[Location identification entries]

------------------------------------------------------------

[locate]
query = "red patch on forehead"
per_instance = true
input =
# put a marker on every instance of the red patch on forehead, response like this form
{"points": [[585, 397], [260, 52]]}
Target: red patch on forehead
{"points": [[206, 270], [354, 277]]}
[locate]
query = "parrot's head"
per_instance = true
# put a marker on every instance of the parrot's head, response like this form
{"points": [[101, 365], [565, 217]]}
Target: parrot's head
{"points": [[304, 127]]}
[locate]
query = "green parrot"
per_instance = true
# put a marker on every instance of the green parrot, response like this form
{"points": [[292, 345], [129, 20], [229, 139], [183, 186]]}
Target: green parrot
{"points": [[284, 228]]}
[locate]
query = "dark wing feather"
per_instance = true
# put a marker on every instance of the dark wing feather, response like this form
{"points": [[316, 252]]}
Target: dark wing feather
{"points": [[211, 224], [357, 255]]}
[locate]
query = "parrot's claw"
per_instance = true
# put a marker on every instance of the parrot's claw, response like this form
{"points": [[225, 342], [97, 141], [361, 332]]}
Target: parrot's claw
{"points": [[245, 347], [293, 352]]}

------------------------------------------------------------

--- Required task ---
Edit the lines above by swapping every "put a marker" for "place a point", leaving everything else as it is.

--- Exercise solution ---
[locate]
query = "red patch on forehead"
per_instance = true
input =
# place a point on every instance of the red patch on forehead, response like this form
{"points": [[585, 397], [260, 52]]}
Target: red patch on forehead
{"points": [[206, 270], [354, 277]]}
[locate]
query = "parrot's head"
per_instance = true
# place a point on every instance of the parrot's head, response like this form
{"points": [[101, 365], [565, 217]]}
Target: parrot's head
{"points": [[304, 127]]}
[locate]
query = "green parrot"
per_instance = true
# place a point on every instance of the green parrot, response like this form
{"points": [[292, 345], [129, 20], [229, 139], [183, 186]]}
Target: green parrot
{"points": [[284, 228]]}
[locate]
query = "dark wing feather"
per_instance = true
# place a point on every instance of the dark wing feather, response like this form
{"points": [[316, 252]]}
Target: dark wing feather
{"points": [[211, 224], [357, 255]]}
[locate]
query = "parrot's claw"
per_instance = true
# place a point on every instance of the parrot's claw, response like this form
{"points": [[225, 342], [97, 141], [361, 332]]}
Target: parrot's claw
{"points": [[245, 347], [293, 352]]}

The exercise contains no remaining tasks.